Start of Block

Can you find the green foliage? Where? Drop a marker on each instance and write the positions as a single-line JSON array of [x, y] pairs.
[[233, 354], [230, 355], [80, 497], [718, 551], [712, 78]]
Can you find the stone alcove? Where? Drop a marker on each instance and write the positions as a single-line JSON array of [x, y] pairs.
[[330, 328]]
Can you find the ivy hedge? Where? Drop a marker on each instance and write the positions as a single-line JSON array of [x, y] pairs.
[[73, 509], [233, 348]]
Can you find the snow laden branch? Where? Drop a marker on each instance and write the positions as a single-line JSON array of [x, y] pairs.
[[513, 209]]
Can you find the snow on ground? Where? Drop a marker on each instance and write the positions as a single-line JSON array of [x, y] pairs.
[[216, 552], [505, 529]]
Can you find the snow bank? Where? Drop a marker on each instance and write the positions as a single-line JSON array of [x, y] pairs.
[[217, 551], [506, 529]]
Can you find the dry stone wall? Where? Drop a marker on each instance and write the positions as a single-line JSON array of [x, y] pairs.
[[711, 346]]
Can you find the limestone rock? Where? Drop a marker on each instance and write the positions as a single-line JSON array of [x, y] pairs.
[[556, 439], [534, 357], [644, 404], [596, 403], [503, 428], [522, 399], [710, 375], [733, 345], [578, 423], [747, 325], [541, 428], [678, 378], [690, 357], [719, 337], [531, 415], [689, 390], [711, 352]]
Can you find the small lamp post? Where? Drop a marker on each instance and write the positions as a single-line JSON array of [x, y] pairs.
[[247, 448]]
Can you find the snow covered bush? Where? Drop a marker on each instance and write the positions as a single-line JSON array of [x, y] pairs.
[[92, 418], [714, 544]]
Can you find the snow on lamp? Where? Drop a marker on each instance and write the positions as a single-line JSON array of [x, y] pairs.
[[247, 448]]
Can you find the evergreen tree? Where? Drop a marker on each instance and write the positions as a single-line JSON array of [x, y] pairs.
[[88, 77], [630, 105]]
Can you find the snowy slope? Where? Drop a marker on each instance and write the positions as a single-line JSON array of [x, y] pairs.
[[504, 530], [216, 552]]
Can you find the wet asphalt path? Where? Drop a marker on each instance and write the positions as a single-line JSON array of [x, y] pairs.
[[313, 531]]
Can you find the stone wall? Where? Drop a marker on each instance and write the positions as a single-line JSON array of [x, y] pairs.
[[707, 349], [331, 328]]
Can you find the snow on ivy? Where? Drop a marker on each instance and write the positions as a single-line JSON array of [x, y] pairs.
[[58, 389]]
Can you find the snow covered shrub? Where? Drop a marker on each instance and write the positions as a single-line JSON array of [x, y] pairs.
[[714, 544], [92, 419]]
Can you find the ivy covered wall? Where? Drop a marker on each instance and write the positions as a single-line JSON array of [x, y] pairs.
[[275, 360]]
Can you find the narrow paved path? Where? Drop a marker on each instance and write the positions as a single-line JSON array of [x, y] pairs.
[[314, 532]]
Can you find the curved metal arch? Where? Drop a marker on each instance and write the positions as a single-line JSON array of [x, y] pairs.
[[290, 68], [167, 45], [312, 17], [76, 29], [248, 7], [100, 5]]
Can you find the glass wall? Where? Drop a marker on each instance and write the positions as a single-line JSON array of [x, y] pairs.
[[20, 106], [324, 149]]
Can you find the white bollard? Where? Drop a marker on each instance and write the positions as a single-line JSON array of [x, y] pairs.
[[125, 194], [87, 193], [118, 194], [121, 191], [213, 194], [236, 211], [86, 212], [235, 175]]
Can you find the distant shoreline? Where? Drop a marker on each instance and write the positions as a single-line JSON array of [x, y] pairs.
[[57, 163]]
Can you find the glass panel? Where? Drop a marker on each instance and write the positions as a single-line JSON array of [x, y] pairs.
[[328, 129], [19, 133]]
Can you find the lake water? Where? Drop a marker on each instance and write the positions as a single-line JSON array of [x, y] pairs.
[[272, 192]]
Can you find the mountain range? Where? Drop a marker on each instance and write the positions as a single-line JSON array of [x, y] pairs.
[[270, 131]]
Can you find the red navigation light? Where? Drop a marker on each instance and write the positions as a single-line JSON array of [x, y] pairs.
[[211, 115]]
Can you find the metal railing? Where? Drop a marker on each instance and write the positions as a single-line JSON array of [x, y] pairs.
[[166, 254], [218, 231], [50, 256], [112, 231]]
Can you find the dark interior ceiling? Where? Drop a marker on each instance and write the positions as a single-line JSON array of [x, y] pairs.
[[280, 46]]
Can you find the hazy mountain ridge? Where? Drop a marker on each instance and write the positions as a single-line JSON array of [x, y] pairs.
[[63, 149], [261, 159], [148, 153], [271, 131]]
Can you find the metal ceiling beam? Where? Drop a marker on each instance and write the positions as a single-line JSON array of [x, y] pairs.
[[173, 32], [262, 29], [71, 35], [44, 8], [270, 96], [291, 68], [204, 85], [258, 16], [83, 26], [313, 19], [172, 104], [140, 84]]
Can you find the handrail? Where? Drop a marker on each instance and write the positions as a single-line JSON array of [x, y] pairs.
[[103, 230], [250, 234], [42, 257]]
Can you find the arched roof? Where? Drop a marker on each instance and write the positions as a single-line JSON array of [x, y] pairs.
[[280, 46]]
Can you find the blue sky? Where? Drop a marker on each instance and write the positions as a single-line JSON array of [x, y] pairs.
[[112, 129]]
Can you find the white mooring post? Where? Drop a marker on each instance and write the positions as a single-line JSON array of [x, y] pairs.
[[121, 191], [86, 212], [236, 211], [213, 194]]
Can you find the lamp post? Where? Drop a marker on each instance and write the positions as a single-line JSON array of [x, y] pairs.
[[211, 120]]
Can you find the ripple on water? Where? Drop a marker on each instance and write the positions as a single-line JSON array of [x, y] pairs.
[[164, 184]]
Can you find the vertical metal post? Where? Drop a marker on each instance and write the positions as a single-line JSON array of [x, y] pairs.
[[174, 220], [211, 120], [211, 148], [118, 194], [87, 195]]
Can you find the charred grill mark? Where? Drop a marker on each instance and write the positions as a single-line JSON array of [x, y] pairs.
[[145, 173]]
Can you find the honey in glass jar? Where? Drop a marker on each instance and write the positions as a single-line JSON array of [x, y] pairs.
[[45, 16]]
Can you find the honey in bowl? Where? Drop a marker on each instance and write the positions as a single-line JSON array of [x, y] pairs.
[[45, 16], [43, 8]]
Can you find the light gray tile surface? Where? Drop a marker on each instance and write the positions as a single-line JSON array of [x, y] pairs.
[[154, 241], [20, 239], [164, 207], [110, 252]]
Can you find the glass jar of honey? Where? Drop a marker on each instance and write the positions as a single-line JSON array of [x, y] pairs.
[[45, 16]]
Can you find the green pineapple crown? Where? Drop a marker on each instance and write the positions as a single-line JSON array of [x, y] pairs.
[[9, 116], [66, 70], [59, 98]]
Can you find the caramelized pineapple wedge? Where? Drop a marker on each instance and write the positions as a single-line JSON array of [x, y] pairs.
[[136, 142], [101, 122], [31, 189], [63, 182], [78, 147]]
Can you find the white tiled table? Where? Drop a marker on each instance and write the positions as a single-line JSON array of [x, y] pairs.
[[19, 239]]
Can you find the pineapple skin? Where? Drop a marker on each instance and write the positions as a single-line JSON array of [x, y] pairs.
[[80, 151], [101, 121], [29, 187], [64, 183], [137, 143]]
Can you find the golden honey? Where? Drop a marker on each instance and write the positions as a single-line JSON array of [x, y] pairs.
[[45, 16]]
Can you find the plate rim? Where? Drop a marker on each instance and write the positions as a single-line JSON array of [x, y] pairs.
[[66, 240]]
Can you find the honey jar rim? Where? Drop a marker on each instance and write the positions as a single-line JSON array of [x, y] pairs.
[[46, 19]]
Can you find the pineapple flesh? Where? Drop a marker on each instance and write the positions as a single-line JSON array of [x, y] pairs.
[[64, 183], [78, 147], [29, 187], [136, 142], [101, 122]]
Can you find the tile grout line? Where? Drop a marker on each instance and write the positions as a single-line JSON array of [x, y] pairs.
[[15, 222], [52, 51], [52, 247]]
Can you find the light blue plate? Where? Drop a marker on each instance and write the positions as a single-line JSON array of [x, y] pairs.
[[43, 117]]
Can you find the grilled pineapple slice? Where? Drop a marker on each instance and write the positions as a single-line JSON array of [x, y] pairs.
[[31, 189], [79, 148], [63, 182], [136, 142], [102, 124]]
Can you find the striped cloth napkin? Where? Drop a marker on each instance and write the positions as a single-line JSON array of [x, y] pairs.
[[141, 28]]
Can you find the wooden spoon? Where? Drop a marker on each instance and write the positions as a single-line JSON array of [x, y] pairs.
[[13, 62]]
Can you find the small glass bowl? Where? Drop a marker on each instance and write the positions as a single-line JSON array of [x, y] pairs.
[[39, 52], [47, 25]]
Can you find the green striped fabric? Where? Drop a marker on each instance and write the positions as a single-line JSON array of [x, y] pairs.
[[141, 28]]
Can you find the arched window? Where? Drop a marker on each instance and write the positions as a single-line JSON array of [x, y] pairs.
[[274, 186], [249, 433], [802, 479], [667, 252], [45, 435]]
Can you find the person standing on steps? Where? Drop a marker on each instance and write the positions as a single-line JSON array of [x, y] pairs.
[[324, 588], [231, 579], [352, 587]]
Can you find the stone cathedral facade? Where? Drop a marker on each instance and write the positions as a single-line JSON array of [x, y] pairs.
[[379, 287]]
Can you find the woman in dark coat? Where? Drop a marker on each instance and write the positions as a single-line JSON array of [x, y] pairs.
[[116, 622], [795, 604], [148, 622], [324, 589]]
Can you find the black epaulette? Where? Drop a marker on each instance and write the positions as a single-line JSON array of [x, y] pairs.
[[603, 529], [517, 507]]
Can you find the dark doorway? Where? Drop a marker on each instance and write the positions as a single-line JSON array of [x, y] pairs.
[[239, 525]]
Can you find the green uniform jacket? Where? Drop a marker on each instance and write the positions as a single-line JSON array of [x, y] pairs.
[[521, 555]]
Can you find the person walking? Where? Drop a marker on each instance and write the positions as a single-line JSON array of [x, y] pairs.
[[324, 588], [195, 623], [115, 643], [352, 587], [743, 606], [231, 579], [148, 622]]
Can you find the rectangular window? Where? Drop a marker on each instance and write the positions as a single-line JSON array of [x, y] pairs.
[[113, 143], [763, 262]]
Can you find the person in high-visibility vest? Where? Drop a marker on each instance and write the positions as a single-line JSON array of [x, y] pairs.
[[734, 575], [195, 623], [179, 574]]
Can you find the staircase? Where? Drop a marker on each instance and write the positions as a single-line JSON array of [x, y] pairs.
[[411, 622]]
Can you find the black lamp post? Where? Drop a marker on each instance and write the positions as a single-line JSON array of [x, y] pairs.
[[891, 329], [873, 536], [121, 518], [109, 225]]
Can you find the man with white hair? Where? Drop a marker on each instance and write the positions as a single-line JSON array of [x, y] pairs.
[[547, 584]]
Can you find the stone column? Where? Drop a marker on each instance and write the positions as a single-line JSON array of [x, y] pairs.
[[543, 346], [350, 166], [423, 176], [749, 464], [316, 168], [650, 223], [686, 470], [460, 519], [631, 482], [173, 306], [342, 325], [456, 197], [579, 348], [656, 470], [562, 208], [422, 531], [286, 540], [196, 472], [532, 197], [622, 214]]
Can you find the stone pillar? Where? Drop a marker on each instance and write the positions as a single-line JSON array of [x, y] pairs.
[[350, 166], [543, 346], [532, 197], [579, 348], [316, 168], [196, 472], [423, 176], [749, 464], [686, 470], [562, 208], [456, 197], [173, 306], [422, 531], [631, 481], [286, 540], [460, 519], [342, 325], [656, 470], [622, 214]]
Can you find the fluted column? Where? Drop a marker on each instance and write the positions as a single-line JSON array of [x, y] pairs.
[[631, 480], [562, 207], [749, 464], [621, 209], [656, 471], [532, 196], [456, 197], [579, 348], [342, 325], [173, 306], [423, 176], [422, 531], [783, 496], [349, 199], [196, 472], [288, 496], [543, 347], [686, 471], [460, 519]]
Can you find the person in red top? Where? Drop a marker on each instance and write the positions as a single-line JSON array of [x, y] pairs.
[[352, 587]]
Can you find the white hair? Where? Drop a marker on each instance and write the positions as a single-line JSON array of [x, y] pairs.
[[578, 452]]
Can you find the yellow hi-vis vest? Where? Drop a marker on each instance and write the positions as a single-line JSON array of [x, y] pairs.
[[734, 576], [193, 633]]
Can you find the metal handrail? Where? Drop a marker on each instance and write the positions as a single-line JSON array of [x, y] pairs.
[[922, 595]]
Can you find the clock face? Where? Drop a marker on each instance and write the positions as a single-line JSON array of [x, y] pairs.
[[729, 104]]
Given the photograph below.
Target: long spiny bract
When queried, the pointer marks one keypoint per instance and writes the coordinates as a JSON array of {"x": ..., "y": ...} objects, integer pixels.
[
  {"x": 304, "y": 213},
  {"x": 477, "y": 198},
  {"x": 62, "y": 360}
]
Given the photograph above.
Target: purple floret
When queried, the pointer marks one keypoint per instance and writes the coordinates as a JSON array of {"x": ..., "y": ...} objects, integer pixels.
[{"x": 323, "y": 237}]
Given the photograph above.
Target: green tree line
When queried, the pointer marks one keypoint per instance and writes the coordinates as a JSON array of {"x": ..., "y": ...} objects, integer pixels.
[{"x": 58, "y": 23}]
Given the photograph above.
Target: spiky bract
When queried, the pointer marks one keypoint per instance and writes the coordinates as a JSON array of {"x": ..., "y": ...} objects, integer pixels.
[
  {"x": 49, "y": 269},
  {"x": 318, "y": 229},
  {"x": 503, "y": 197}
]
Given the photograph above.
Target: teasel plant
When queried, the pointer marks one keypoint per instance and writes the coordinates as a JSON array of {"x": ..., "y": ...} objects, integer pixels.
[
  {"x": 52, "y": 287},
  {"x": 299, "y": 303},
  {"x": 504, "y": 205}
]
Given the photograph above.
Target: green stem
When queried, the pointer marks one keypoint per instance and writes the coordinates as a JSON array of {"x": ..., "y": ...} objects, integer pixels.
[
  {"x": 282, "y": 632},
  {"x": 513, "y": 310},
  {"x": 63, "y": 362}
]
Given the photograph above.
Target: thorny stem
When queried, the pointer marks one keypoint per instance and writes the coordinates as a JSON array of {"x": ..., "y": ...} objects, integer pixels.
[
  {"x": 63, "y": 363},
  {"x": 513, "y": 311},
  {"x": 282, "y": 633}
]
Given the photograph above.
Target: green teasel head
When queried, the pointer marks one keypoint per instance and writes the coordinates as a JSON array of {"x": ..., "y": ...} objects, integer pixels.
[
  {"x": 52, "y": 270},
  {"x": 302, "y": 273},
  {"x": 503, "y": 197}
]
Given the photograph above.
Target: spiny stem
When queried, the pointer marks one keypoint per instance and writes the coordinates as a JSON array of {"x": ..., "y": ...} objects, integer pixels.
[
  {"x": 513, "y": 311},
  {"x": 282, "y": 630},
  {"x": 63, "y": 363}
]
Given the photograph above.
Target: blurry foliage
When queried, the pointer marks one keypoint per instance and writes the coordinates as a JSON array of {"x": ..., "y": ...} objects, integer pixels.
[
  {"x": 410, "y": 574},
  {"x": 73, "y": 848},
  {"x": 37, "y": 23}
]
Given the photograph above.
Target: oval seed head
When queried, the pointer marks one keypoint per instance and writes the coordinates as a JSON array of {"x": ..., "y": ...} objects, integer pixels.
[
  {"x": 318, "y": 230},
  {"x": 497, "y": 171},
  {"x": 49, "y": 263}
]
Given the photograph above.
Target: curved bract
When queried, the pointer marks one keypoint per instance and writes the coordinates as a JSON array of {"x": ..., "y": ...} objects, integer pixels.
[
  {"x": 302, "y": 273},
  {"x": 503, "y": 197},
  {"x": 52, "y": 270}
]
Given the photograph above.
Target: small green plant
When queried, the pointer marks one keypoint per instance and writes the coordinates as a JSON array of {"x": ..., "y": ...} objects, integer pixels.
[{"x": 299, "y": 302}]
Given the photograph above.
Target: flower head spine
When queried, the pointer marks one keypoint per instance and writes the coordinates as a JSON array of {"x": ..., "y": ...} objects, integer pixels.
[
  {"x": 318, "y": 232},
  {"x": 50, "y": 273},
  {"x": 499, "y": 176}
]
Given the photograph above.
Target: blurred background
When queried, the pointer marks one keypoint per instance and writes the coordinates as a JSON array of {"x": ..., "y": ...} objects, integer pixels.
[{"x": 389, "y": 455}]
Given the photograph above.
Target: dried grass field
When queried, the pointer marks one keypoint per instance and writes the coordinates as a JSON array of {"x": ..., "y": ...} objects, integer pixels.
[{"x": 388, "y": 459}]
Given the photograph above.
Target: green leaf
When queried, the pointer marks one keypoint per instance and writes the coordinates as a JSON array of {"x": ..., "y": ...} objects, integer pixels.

End of Block

#### PROMPT
Where a line of the records contains the word "stem", copy that line.

#### YOUR SOLUTION
Target: green stem
Target: thorny stem
Target: spiny stem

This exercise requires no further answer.